My favorite song for the last few years is by Alberta singer-song writer Corb Lund.
Well everything is better with some cows around/ Livin in town sometimes brings me down/ Let me bestow this western blessing that I have found/ May you always have cows around.
I found it fitting to sing this song while hiking the CDT and now here on the Hayduke. I have much gratitude and appreciation toward many of the ranchers I have met. For the ranchers are the people who have gone out of their way to help me while hiking (maybe some water, sometimes a ride, or just a stop along the road to see if we need anything… more than what most other outdoor enthusiasts do).
Cattle are also often the reason there is a trail in the first place, making hiking access easier. The ranchers and stock over generations have made the paths we walk or the roads to access trailheads.
Where there’s cows, there’s water. I have followed many a stock track to a spring (hopefully fenced), river, or cattle tank. I know I benefit, depend on even, the cattle “improvements” while hiking the drier parts of the West.
Often in short conversations with ranchers we can connect to a love of place. And the gritty romance of the herd and cowboys on the trail a la Lonesome Dove is a story I love.
Lastly, from time to time I eat beef, (preferably from grass fed private or conservation managed lands). So I contribute to this cattle and range quandry.
(Off this Marmot ramble and back to the Hayduke…)
Oh the cows and their grazing here on Tarantula Mesa. The hardscrabble things people do to try and put weight on a bovine meant for grassy pastures…
As we stepped out of our pinyon woodland camp back to the route, the landscape seemed off. Something out of place. Then I noticed the sea of juniper and pinyon stumps amid the sagebrush and rabbit brush. The BLM or someone has cleared hundreds of acres of pinyon-juniper woodland. Not recently, but some time in the last 20-50 years. The range looks hammered and cheat grass abounds.
Such was the sight along our route for the first few miles of road walking. It had me composing a general plot for a young reader series in conservation (a la Wombat in the Wild). In this edition the young heroine would help her aunt and uncle see the range for its ecosystem qualities and do a cash flow analysis for changing grazing procceses and going to a direct buyer market with fewer cattle on private land, and find a cost-share grant or something to help BLM to remove the cheatgrass and restore the native plants. Employing more members of the community with living wage restoration jobs. Obviously the plot needs some tweaking.
The grazing around Tarantula Mesa has me singing my favorite song and wanting better conditions for the land, the people, and the cows.

What this exercise asks:
(a) From the post on cattle and hiking, write out the passage starting with "I found it fitting" and going on through "outdoor enthusiasts do).".
(b) In the post on cattle and hiking, what kind of woodland had been cleared across hundreds of acres near Tarantula Mesa?

Stored data:
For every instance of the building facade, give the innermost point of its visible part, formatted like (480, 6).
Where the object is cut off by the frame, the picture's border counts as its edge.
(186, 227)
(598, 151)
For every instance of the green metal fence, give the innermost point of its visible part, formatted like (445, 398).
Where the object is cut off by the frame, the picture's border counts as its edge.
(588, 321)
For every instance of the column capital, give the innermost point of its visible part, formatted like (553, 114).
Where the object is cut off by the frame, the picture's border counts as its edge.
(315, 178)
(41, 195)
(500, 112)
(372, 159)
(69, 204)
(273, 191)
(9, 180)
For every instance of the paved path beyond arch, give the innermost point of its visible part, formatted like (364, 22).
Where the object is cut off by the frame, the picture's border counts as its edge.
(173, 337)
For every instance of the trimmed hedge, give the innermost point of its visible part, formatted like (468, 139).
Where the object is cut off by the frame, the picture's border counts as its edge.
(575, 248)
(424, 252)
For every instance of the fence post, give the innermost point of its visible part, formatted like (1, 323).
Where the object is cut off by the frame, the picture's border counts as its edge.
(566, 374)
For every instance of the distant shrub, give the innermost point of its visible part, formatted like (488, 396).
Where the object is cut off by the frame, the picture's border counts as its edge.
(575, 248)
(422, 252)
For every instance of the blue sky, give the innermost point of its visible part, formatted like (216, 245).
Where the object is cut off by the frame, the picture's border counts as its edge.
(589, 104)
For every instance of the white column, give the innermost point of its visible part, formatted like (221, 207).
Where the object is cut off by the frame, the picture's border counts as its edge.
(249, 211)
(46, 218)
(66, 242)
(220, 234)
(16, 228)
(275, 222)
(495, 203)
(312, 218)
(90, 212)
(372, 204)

Answers to the exercises:
(a)
I found it fitting to sing this song while hiking the CDT and now here on the Hayduke. I have much gratitude and appreciation toward many of the ranchers I have met. For the ranchers are the people who have gone out of their way to help me while hiking (maybe some water, sometimes a ride, or just a stop along the road to see if we need anything… more than what most other outdoor enthusiasts do).

(b) Pinyon-juniper woodland.